Selected excerpt ▸
Start of Block

Saturday, August 27, 2011

Day # 286 Coda

After months of planning and loading and carting and unloading it comes down to me, sitting on my new deck, smoking a cigar.   Tomorrow is the last load.  My shop space, my precious man-cave of the last five years, is almost empty.  A few bikes to move tomorrow and it will be done.  And not a mark left in the passing, pardon the pun.

It is the same story with my former domicile.  I have disappeared without a trace.  I guess there is something to be said for passing away so swiftly and with such little notice.  There is eternity before one and eternity after one yet we are consumed with the briefest of moments when we strut and fret our hour upon the stage.

Tomorrow maybe I will paddle around Blake Island for the first time.  New waters and all of that, after, of course, I unpack that last load.

Monday, August 22, 2011

Day # 281 Simpler Stuff

As a conversational aside, The Kid asked me when I would "be able to watch the news again".   I asked him if everyone was starting to position themselves for the 2012 elections and he confirmed that this was the case.  I told him that after the year of the experiment was over, I was not at all sure I would resume news consumption.  He said he saw my point, clearly illustrated by the possibility of a year plus of Barbara Bachman.


We had just returned from a refreshing four days outside of the United States, communing with our brothers and sisters to the North.  We spent the week in West Vancouver, "West Van" to the locals, where diversity is the byword and even stodgy bank branches have pride flags displayed in their windows.  It is a neighborhood that is safe and comfortable for gay and lesbian couples to walk hand in hand down the street without a sideways glance from any of the other tourists.  While I am sure not everything is as rosy as it appeared, it was four days without a hater in sight.  Nice, that.  And a good example for The Kid.


In our little suite of rooms, we had an enormous TV with 50 channels of nothing.  One channel of nothing was constantly extolling the virtues of the program "Mad Men", which, as almost everyone but me knows, is about the funny shenanigans of ad men on Madison Avenue in the salad days of the new advertising.  It is the early 1960's and the times, they are a changin', particularly when it comes to how the Mad Men are going to sell things to their fellow Americans.


Recalling my previous blog post, I listed the first of four eras of modern capitalism :

1)  Post World War II  --  The rise of modern Corporations until Eisenhower's farewell speech of 1961


A simpler time, the period between the end of The War and the advent of the Mad Men.  Some would argue that this period is more accurately bracketed by the end of Korean Conflict on the earlier end but I vote for WW II.  After the Big One, American industry quickly converted war production to post-war product production.  The Baby Boom was on, Baby, and those that survived the war wanted washing machines, fully electric kitchens and suburban homes to put them in.  Unlike England, with its years of post-war rationing, or Japan and Germany with their flattened metropolises, American was ready and able to flood the markets with new products for consumers.





In this simpler time, cigarettes did not kill you, modern life was going to get better and better, and the things you could buy were going to help that process along.  All of those modern appliances were going to make life easier, cleaner and more elegant.  Manufacturers hired ad men to sell their new products to the new consumers and the way they did that was to tout the benefits of the gizmo they were selling.

End of Block

Required action A ▸
Answer these questions about the blog posts:
(i) Which island does the writer say he might paddle around for the first time?
(ii) In which neighborhood did the writer spend four days outside the United States?
(iii) In what year did Eisenhower give the farewell speech that ends the first era of modern capitalism?
Required action B ▸ Carry on the blog post about the eras of modern capitalism, picking up right after its final sentence.

Dataset content ▸
Start of Block

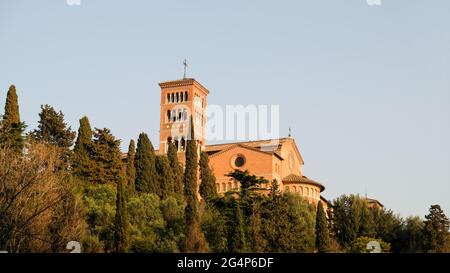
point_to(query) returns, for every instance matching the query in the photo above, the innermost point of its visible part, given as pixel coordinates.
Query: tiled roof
(293, 178)
(264, 145)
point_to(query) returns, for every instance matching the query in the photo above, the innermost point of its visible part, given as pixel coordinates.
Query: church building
(273, 159)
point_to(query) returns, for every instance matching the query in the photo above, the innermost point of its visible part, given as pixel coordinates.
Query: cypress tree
(81, 162)
(165, 176)
(131, 169)
(106, 158)
(146, 177)
(12, 106)
(322, 233)
(11, 132)
(177, 169)
(194, 237)
(236, 233)
(436, 231)
(54, 131)
(208, 188)
(120, 221)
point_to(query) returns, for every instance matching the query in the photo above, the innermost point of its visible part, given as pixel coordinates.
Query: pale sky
(365, 89)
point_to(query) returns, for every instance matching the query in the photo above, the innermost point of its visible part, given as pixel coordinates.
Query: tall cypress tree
(81, 161)
(436, 230)
(11, 129)
(131, 169)
(194, 237)
(208, 188)
(177, 169)
(165, 176)
(106, 158)
(52, 129)
(236, 233)
(322, 233)
(120, 221)
(146, 177)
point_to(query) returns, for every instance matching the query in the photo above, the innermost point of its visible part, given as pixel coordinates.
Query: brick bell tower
(179, 100)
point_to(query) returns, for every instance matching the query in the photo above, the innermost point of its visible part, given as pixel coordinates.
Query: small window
(239, 161)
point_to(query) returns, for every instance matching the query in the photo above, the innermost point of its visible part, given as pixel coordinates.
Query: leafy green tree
(177, 169)
(106, 158)
(288, 224)
(194, 237)
(436, 230)
(81, 158)
(172, 236)
(236, 234)
(208, 189)
(120, 221)
(412, 235)
(351, 219)
(99, 203)
(214, 226)
(165, 176)
(248, 181)
(53, 130)
(388, 227)
(322, 233)
(146, 222)
(145, 162)
(131, 169)
(11, 128)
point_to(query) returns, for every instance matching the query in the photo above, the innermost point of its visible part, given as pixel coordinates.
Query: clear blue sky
(366, 89)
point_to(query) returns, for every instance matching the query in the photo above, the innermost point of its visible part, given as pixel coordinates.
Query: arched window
(183, 144)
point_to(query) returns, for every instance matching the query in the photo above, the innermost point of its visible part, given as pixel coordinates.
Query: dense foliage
(52, 193)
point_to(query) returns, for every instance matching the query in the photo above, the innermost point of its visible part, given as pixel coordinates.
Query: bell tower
(181, 99)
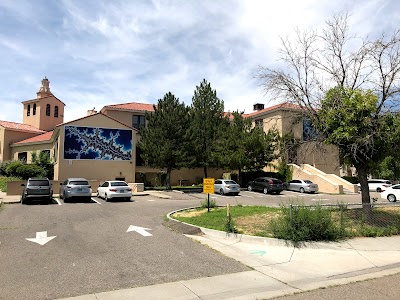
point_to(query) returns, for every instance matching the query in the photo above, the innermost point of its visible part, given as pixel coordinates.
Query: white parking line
(95, 201)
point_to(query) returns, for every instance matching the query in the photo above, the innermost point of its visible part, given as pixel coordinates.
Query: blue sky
(97, 53)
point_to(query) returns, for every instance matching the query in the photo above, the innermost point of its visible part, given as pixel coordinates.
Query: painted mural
(97, 143)
(309, 132)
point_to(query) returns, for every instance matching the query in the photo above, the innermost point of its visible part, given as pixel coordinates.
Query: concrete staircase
(327, 183)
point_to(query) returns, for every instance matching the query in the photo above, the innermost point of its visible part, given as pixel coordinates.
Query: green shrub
(301, 223)
(26, 171)
(4, 180)
(11, 169)
(204, 204)
(351, 179)
(3, 167)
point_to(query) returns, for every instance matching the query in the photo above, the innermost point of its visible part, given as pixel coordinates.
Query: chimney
(258, 106)
(44, 90)
(91, 112)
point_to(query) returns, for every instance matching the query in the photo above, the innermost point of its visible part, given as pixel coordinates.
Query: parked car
(37, 188)
(265, 185)
(223, 187)
(377, 185)
(391, 193)
(114, 189)
(75, 188)
(301, 185)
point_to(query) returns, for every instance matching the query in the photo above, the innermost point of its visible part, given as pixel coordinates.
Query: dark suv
(266, 185)
(37, 188)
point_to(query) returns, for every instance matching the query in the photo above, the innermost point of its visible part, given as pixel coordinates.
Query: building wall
(94, 169)
(11, 136)
(30, 148)
(182, 176)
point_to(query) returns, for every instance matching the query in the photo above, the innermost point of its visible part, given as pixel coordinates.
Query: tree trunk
(168, 179)
(362, 178)
(365, 197)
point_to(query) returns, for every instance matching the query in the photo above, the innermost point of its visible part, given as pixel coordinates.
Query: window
(138, 120)
(139, 160)
(259, 122)
(23, 156)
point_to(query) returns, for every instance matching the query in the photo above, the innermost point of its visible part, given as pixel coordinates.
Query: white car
(391, 193)
(224, 186)
(300, 185)
(114, 189)
(377, 185)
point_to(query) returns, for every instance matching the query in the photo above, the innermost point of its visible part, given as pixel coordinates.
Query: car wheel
(391, 198)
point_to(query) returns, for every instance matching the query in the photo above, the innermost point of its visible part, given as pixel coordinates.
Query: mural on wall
(97, 143)
(309, 132)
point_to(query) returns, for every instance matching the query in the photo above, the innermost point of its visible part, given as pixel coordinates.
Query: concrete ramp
(327, 183)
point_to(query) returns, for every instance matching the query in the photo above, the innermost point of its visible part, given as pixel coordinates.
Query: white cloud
(105, 52)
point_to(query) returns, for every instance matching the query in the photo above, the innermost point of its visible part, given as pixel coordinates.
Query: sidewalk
(279, 269)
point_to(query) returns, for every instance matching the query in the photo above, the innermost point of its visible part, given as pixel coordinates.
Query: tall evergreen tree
(206, 121)
(163, 139)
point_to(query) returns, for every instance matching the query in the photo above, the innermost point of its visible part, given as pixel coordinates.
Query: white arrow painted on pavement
(41, 238)
(140, 230)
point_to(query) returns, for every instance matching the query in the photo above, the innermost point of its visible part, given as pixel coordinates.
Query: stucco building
(103, 145)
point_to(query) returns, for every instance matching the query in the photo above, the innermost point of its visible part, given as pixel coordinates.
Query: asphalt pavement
(278, 269)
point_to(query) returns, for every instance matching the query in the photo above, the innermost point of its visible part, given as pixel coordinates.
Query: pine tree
(206, 121)
(163, 139)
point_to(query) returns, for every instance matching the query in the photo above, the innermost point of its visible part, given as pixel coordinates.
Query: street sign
(208, 185)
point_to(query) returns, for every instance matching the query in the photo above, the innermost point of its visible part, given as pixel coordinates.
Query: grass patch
(302, 223)
(4, 180)
(217, 219)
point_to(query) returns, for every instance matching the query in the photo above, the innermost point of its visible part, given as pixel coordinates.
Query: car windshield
(82, 182)
(230, 182)
(38, 182)
(119, 184)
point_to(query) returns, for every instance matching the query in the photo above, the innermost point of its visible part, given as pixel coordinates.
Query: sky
(98, 53)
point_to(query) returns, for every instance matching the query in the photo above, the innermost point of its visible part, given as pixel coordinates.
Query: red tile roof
(19, 126)
(130, 106)
(278, 106)
(39, 138)
(99, 113)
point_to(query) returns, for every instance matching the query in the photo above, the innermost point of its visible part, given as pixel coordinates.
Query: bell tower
(44, 112)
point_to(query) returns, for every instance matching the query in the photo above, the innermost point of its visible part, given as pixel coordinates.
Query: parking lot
(56, 250)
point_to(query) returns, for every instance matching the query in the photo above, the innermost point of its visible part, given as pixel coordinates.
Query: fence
(373, 219)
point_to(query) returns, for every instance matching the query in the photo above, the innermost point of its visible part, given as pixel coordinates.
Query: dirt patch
(252, 225)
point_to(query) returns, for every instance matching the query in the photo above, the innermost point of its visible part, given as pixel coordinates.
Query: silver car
(300, 185)
(223, 187)
(75, 188)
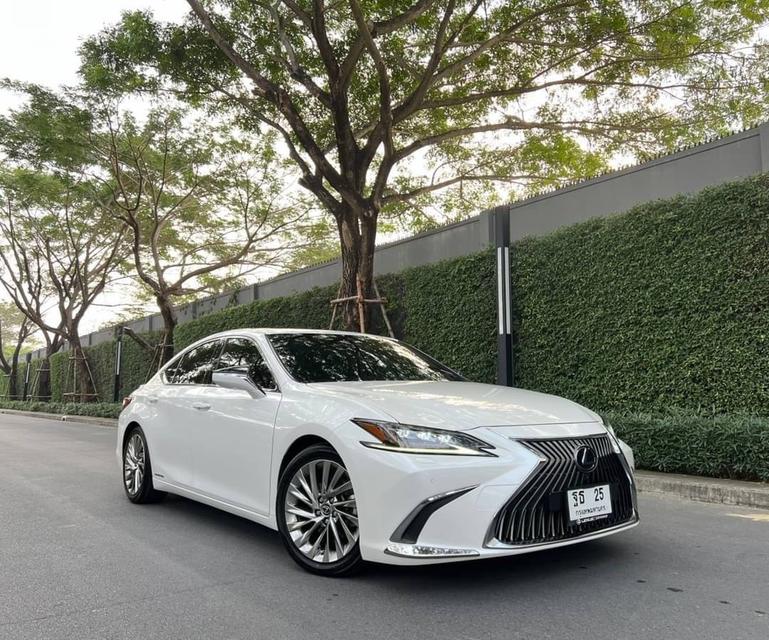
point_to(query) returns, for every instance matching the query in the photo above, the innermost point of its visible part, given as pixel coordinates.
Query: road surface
(77, 560)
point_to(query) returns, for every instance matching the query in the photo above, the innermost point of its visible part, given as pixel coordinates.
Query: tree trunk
(13, 382)
(170, 321)
(357, 236)
(44, 377)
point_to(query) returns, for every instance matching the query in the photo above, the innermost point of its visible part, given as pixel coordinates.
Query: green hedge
(659, 316)
(448, 309)
(729, 446)
(665, 306)
(95, 409)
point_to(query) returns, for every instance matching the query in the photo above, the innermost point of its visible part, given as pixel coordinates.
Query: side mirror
(237, 379)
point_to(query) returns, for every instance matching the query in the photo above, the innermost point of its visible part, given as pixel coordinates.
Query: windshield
(328, 357)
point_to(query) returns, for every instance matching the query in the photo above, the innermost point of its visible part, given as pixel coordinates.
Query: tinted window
(198, 364)
(242, 353)
(318, 357)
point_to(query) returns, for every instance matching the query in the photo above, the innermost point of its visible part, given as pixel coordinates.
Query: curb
(694, 488)
(698, 489)
(92, 420)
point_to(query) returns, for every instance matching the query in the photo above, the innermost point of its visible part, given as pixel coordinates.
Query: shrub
(729, 446)
(95, 409)
(665, 306)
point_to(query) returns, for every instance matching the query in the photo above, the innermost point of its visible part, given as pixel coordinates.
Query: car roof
(273, 330)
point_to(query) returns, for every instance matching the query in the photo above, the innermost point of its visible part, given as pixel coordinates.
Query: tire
(137, 469)
(320, 531)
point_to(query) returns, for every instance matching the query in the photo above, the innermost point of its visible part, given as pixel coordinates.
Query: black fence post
(500, 230)
(25, 391)
(118, 363)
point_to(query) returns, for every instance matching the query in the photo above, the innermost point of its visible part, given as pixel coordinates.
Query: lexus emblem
(586, 459)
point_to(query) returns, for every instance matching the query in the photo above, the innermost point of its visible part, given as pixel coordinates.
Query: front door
(232, 432)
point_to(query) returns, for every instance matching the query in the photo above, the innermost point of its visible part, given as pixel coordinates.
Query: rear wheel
(317, 513)
(137, 469)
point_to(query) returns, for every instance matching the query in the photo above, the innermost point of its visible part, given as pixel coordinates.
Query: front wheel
(317, 513)
(137, 469)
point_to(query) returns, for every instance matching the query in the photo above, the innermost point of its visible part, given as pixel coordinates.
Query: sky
(39, 40)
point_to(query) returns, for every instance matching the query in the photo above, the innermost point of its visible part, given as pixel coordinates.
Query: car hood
(458, 405)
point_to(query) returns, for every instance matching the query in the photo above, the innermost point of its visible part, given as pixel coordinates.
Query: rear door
(232, 432)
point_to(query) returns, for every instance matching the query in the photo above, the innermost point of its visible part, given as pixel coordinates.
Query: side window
(242, 353)
(197, 365)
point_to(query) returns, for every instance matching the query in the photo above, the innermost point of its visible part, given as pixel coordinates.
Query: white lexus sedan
(361, 448)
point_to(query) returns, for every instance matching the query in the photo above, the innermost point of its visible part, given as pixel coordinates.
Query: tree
(15, 330)
(59, 248)
(383, 106)
(204, 205)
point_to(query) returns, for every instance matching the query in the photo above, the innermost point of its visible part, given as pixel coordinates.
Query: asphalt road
(77, 560)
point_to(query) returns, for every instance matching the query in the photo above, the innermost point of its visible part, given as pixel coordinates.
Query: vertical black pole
(26, 376)
(118, 363)
(501, 231)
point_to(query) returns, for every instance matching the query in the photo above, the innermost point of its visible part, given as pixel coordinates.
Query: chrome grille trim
(529, 518)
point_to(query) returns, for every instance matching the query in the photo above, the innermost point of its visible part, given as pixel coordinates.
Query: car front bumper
(463, 497)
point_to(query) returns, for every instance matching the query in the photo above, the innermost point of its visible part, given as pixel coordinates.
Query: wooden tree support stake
(360, 302)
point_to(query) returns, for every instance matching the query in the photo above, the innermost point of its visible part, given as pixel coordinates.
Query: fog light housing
(426, 551)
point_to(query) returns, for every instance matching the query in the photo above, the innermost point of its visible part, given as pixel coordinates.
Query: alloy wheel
(320, 511)
(134, 461)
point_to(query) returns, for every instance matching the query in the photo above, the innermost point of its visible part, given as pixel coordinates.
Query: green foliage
(446, 309)
(137, 363)
(658, 317)
(450, 313)
(665, 306)
(308, 310)
(94, 409)
(440, 79)
(728, 446)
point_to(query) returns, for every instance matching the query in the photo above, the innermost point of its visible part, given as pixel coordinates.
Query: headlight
(406, 438)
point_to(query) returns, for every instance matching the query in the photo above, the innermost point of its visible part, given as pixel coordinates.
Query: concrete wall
(738, 156)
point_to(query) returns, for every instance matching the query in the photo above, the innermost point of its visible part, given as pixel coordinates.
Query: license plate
(590, 503)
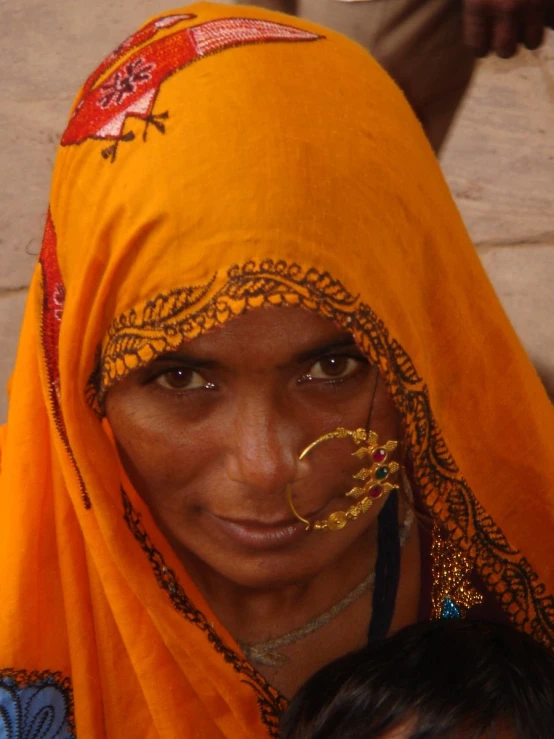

End of Block

Answer space A ▸
(i) Blake Island
(ii) West Vancouver
(iii) 1961

Answer space B ▸
This was the era of the Brand "X" comparative ads.  There was the happy housewife using the better product.  Unlike modern ads which sell lifestyles, sex and health, almost without a product in sight, the advertisements of the 1950's pitched the thing itself.  No proper house would use a Brand "X" gas range for cooking when the new Westinghouse electric range was so much better.  The gleaming new whats-it was prominently featured with the smiling missus standing near by, eyes shining with wonder at the beauty of the new time-saver.  





This was the era of the pitch, the idea that you should buy our stuff because its better stuff than the other stuff.  Image was not the primary selling tool.  While there is no doubt that the housewives using the good stuff were happier and prettier that the drudges stuck with the Brand "X" crap. the focus of the ad was still the product itself.  The idea of selling an image or a lifestyle in and of itself, with product to follow, had not come to the fore yet.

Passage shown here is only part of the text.